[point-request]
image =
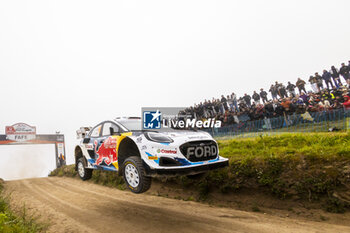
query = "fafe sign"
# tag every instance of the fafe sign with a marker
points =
(20, 132)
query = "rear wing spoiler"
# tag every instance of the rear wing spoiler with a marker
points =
(81, 133)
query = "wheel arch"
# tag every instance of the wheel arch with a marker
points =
(78, 153)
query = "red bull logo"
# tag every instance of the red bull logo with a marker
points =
(107, 151)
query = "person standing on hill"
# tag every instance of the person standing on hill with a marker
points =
(247, 100)
(326, 76)
(313, 82)
(256, 97)
(335, 76)
(273, 92)
(301, 85)
(344, 71)
(291, 89)
(319, 81)
(263, 95)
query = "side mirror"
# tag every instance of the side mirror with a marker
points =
(111, 131)
(86, 140)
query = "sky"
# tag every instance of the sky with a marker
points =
(66, 64)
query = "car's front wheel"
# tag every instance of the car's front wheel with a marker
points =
(134, 175)
(84, 173)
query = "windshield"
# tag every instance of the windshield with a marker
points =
(132, 125)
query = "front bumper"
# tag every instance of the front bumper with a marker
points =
(186, 170)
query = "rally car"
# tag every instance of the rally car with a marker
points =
(121, 145)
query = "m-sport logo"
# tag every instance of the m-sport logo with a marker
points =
(152, 119)
(202, 151)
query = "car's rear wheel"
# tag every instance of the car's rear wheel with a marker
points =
(134, 175)
(83, 172)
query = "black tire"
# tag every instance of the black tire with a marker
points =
(83, 172)
(134, 175)
(197, 176)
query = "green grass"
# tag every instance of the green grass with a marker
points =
(19, 222)
(311, 166)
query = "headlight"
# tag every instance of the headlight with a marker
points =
(158, 137)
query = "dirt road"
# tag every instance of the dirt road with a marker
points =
(71, 205)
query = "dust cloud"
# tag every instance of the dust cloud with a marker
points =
(26, 161)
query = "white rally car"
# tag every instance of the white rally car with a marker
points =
(120, 145)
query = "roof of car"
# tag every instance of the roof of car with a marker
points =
(127, 118)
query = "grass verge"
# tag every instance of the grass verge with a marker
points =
(16, 223)
(313, 167)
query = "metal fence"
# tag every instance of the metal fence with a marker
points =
(325, 121)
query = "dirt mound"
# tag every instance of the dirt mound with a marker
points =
(68, 205)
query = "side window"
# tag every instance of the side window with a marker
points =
(109, 128)
(96, 131)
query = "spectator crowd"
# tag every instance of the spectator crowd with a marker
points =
(330, 90)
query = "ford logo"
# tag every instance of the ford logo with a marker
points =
(201, 151)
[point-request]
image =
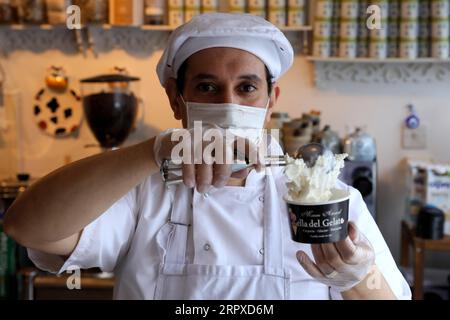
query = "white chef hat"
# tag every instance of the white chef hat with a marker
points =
(241, 31)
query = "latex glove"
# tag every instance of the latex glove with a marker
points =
(208, 172)
(341, 265)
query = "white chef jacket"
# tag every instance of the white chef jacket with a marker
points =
(227, 229)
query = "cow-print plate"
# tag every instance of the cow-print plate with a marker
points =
(58, 114)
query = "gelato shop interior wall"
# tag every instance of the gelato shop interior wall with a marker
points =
(379, 106)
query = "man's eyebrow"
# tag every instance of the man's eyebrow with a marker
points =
(252, 77)
(204, 76)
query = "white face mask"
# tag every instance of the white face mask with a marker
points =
(242, 121)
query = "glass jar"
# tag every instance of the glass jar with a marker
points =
(32, 11)
(6, 11)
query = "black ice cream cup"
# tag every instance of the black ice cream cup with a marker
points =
(322, 222)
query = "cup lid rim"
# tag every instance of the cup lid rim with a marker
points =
(340, 199)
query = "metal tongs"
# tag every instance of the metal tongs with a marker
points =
(172, 172)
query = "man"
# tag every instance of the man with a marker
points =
(220, 235)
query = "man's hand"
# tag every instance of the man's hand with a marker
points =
(214, 168)
(341, 265)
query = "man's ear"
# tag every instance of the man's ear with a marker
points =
(273, 100)
(174, 98)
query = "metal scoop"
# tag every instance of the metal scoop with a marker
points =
(172, 173)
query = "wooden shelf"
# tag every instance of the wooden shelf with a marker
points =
(142, 27)
(373, 60)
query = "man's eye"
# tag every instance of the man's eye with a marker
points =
(206, 87)
(248, 88)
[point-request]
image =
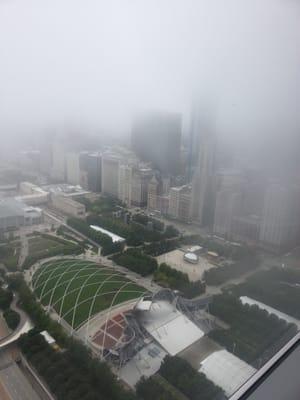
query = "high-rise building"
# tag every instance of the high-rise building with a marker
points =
(125, 184)
(280, 224)
(90, 164)
(73, 168)
(204, 182)
(153, 192)
(156, 137)
(110, 174)
(202, 124)
(59, 161)
(228, 204)
(180, 203)
(139, 188)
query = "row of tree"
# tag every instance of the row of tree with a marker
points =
(144, 220)
(105, 241)
(69, 374)
(278, 287)
(61, 249)
(194, 385)
(134, 233)
(9, 255)
(135, 260)
(221, 274)
(252, 332)
(157, 248)
(177, 280)
(12, 318)
(95, 378)
(226, 249)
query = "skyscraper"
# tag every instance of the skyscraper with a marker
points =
(90, 163)
(156, 137)
(202, 124)
(204, 182)
(280, 224)
(125, 184)
(73, 168)
(110, 174)
(59, 161)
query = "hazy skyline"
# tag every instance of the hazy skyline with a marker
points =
(92, 64)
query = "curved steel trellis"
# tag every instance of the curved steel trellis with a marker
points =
(108, 314)
(90, 298)
(62, 283)
(43, 272)
(45, 283)
(35, 287)
(60, 275)
(79, 294)
(94, 300)
(84, 266)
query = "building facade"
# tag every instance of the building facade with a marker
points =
(68, 206)
(156, 138)
(110, 174)
(280, 224)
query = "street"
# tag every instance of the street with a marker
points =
(13, 383)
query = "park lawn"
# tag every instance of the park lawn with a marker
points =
(9, 255)
(79, 289)
(39, 244)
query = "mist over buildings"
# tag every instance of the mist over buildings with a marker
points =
(89, 66)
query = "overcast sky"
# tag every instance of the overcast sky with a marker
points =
(92, 63)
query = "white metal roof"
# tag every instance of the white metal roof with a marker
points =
(170, 328)
(226, 370)
(49, 339)
(115, 238)
(194, 248)
(191, 257)
(270, 310)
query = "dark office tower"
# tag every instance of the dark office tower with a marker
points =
(156, 137)
(90, 164)
(204, 181)
(202, 124)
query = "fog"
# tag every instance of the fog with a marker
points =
(89, 65)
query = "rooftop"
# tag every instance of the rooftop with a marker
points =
(226, 370)
(10, 207)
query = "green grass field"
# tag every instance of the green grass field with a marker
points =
(39, 244)
(79, 289)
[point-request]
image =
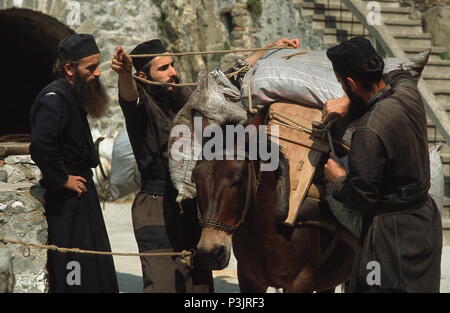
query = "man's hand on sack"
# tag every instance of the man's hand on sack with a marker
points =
(121, 62)
(335, 109)
(294, 43)
(76, 184)
(334, 169)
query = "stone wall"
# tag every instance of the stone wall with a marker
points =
(437, 22)
(184, 25)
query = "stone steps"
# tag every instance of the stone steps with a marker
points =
(334, 3)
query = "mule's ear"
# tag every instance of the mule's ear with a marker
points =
(260, 117)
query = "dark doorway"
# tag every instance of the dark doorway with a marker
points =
(28, 41)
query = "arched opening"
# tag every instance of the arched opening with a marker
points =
(28, 41)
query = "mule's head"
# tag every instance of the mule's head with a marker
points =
(224, 194)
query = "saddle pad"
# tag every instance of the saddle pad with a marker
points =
(303, 152)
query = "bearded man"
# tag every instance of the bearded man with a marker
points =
(62, 147)
(389, 174)
(160, 224)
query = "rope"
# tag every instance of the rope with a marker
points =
(183, 254)
(208, 52)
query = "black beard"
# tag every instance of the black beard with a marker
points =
(168, 99)
(92, 96)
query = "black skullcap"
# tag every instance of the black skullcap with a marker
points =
(154, 46)
(351, 53)
(77, 46)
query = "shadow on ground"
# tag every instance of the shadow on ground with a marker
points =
(222, 285)
(129, 283)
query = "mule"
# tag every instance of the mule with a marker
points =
(237, 207)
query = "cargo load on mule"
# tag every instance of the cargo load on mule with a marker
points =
(296, 84)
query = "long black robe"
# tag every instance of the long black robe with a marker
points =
(389, 179)
(61, 145)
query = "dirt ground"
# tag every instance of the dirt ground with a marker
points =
(129, 273)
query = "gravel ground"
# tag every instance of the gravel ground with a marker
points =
(129, 273)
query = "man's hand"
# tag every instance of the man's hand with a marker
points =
(121, 62)
(294, 43)
(334, 169)
(76, 184)
(339, 106)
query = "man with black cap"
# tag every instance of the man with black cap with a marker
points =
(389, 175)
(158, 223)
(62, 147)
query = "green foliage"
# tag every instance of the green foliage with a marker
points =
(254, 7)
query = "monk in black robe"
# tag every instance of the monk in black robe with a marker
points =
(63, 149)
(389, 175)
(160, 223)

→ **Work instructions**: Find and copy every line in the data above that contains the string "windshield". Treat the match as case-sensitive.

→ **Full output**:
query = "windshield"
# tag every instance of the windshield with a marker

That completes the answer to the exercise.